## [Teks Dokumen]
══════════════════════════════
Pengutipan Kasus Palsu Karya AI Terjadi Lagi, Hakim Manhattan Menolak Jatuhkan Sanksi
Terbaru

Pengutipan Kasus Palsu Karya AI Terjadi Lagi, Hakim Manhattan Menolak Jatuhkan Sanksi

Hakim Jesse M. Furman menerima penjelasan Michael D. Cohen bahwa dia tidak memahami cara kerja Google Bard dan tidak bermaksud menyesatkan pengacaranya. Ia juga tidak menganggap pengacara David M. Schwartz telah bertindak dengan iktikad buruk.

Oleh:
Ferinda K Fachri
Bacaan 2 Menit
Ilustrasi
Ilustrasi

Kutipan hukum hasil halusinasi Artificial Intelligence (AI) yang diajukan ke pengadilan oleh seorang pengacara AS terjadi lagi. Michael D. Cohen, secara keliru memberikan kutipan hukum palsu kepada pengacaranya David M. Schwartz. Membuat pengacara tersebut mengutip kasus-kasus palsu dalam berkasnya yang diajukan di Pengadilan Distrik Federal. Kutipan palsu tersebut, sebagaimana disebutkan The New York Times, dibuat oleh program kecerdasan buatan Google Bard.
══════════════════════════════
## [Latihan]
1. Dalam artikel tentang kutipan kasus palsu karya AI, program kecerdasan buatan apa yang disebut membuat kutipan palsu tersebut?
2. Salin persis seluruh bagian artikel tentang kutipan kasus palsu karya AI, mulai dari "Kutipan hukum hasil" sampai dengan "buatan Google Bard.".

## [Data yang Diberikan]
══════════════════════════════
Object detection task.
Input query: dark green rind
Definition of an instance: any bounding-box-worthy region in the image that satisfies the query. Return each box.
══════════════════════════════
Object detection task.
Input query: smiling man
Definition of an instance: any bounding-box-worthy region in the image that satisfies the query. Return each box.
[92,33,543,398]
══════════════════════════════
## [Kunci Jawaban]
1. Kutipan palsu tersebut dibuat oleh program kecerdasan buatan Google Bard.

2.
Kutipan hukum hasil halusinasi Artificial Intelligence (AI) yang diajukan ke pengadilan oleh seorang pengacara AS terjadi lagi. Michael D. Cohen, secara keliru memberikan kutipan hukum palsu kepada pengacaranya David M. Schwartz. Membuat pengacara tersebut mengutip kasus-kasus palsu dalam berkasnya yang diajukan di Pengadilan Distrik Federal. Kutipan palsu tersebut, sebagaimana disebutkan The New York Times, dibuat oleh program kecerdasan buatan Google Bard.